--- Dataset records ---
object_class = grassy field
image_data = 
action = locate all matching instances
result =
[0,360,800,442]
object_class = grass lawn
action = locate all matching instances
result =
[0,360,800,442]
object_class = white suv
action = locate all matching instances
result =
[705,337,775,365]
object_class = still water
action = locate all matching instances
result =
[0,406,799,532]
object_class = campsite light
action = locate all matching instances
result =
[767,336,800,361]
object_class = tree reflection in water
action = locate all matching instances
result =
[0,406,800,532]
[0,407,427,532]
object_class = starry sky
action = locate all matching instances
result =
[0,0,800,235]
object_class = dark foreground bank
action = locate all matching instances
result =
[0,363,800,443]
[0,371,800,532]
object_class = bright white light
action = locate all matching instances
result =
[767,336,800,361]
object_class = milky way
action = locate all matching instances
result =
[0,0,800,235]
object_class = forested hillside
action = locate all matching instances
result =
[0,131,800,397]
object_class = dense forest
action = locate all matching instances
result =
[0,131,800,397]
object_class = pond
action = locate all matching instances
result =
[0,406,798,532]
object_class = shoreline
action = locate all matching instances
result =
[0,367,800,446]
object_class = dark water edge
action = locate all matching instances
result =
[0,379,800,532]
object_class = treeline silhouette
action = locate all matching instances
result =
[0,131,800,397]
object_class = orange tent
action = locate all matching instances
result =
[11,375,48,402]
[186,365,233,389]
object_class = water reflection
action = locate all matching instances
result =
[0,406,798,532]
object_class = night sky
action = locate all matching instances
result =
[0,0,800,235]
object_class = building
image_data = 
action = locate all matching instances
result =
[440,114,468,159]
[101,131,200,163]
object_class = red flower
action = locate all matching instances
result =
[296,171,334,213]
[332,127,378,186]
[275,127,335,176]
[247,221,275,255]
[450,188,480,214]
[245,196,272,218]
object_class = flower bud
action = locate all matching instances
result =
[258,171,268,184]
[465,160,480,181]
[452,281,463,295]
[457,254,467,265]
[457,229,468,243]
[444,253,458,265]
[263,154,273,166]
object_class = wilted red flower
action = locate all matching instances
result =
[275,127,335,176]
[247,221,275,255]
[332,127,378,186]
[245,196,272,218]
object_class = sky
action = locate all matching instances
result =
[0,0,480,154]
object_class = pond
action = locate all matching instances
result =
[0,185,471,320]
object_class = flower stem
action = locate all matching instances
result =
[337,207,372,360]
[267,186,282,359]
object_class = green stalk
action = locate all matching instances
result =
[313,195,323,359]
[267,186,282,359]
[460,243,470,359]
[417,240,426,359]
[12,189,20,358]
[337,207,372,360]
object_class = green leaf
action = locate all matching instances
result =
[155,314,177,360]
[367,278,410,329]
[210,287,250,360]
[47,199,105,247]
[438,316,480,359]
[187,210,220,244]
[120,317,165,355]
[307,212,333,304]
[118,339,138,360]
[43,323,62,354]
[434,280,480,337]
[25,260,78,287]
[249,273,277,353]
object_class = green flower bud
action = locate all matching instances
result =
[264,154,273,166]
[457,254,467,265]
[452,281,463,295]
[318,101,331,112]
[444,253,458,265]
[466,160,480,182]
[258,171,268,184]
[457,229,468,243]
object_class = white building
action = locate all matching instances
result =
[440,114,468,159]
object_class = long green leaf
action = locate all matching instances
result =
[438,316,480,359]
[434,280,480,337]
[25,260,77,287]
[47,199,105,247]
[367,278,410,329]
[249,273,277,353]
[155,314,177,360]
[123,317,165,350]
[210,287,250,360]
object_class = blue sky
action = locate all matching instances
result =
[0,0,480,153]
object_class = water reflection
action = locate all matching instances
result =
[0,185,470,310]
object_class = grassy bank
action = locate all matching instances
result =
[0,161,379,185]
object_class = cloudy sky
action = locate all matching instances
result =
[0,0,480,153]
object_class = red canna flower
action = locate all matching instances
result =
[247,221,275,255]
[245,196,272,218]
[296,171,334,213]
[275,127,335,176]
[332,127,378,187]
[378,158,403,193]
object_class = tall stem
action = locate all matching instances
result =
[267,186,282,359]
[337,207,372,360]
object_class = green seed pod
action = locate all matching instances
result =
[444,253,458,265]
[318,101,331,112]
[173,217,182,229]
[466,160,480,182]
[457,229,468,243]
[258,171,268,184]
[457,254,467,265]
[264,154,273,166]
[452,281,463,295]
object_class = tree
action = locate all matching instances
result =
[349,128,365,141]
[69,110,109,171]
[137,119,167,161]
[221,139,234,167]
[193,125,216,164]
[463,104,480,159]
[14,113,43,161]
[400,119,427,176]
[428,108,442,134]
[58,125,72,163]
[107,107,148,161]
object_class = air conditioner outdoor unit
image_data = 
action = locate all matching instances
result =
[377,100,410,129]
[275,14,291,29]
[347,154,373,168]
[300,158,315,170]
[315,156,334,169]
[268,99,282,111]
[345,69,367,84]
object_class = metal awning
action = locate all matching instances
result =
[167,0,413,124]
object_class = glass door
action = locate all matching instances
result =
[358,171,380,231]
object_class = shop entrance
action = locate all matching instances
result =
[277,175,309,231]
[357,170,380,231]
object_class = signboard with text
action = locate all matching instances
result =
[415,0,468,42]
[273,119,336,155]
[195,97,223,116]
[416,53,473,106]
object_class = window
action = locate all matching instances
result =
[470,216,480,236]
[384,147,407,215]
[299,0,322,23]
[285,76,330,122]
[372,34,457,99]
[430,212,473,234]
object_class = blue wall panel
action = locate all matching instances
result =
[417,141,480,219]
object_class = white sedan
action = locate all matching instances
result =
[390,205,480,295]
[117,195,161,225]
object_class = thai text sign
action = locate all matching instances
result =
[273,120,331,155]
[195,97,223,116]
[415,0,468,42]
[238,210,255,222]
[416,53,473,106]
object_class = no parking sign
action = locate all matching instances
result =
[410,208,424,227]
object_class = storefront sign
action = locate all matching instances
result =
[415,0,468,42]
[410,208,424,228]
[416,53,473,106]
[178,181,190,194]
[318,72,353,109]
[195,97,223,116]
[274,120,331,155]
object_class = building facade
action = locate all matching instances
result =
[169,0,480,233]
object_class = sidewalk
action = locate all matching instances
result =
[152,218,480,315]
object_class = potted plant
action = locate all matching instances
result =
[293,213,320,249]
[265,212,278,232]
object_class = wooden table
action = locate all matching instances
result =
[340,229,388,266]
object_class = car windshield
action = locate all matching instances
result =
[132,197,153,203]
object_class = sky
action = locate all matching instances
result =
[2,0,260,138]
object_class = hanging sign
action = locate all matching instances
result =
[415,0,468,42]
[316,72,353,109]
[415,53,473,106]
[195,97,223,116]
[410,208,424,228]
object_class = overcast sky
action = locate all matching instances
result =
---
Extract every line of the data that contains the word "dark", treating case as significant.

object_class = dark foreground bank
object_class = dark water edge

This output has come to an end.